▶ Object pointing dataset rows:
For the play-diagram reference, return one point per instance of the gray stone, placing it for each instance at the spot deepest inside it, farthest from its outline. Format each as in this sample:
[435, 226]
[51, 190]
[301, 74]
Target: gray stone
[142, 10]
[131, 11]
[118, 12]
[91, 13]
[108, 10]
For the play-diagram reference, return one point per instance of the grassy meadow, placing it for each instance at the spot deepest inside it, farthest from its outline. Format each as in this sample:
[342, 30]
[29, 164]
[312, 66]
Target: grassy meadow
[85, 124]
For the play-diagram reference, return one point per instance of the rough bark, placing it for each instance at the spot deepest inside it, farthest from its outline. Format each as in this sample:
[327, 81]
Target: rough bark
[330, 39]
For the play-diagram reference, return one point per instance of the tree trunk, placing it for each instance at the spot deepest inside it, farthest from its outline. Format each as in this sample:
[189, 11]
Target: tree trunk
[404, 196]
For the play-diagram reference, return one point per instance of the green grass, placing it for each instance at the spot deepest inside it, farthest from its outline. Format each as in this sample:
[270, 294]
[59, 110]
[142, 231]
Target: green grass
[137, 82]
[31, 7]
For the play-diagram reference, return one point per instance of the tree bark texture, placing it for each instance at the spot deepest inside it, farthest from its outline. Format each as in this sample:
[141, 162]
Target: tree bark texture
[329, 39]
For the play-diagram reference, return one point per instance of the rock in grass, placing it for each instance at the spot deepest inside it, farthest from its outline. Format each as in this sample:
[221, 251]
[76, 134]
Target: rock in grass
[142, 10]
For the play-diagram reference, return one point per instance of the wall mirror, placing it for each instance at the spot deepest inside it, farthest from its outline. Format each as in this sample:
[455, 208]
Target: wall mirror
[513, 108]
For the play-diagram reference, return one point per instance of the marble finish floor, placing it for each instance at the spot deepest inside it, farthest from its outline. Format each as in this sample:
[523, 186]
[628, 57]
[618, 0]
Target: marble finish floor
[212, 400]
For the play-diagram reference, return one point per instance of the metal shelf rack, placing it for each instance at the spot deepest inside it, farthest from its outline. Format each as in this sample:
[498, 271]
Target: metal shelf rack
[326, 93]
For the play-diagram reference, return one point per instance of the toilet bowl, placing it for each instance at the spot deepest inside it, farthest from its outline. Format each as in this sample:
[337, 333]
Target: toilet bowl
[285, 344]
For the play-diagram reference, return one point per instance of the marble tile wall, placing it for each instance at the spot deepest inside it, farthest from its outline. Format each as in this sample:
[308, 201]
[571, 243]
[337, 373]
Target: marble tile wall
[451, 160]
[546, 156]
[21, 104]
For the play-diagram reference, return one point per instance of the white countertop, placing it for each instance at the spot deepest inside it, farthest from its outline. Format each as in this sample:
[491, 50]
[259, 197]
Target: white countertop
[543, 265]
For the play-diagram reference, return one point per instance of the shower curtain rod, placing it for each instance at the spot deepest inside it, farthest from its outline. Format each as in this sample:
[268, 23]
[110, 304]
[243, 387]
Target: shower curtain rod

▶ THE TASK: Repeat word for word each line from the one with "of the metal" to the end of the records above, inclusive.

▶ ANSWER FOR THE TASK:
For the play-diagram reference, return one point per instance of the metal shelf rack, placing it for each instance at the spot deepest inside it, farthest from its outline. Format each as in this sample:
[498, 271]
Target: metal shelf rack
[326, 93]
For the play-diagram reference, return one point per instance of the toilet bowl, placing it for each instance at the spot deepest inside it, farthest from its outline. Format each as in this sample:
[337, 333]
Target: toilet bowl
[285, 344]
For the play-diagram reference, return one point per instance of the marble tile wall, placing it for each instance at the spot deepest inside it, farthest from its outline. Format each as in this sample:
[308, 201]
[571, 243]
[337, 373]
Target: marble tile wall
[451, 160]
[546, 156]
[21, 104]
For the play-diagram reference, return one point per instance of the white countertop, placing it for each instance at the spot deepest inside it, farthest from its outline. Format each as in this sample:
[491, 50]
[259, 197]
Target: white countertop
[543, 265]
For the play-diagram reference, return one point per instance of the shower curtain rod, placing it for each instance at the spot deepest inside it, farthest from its outline. Format each as in this sample:
[268, 23]
[110, 304]
[243, 387]
Target: shower curtain rod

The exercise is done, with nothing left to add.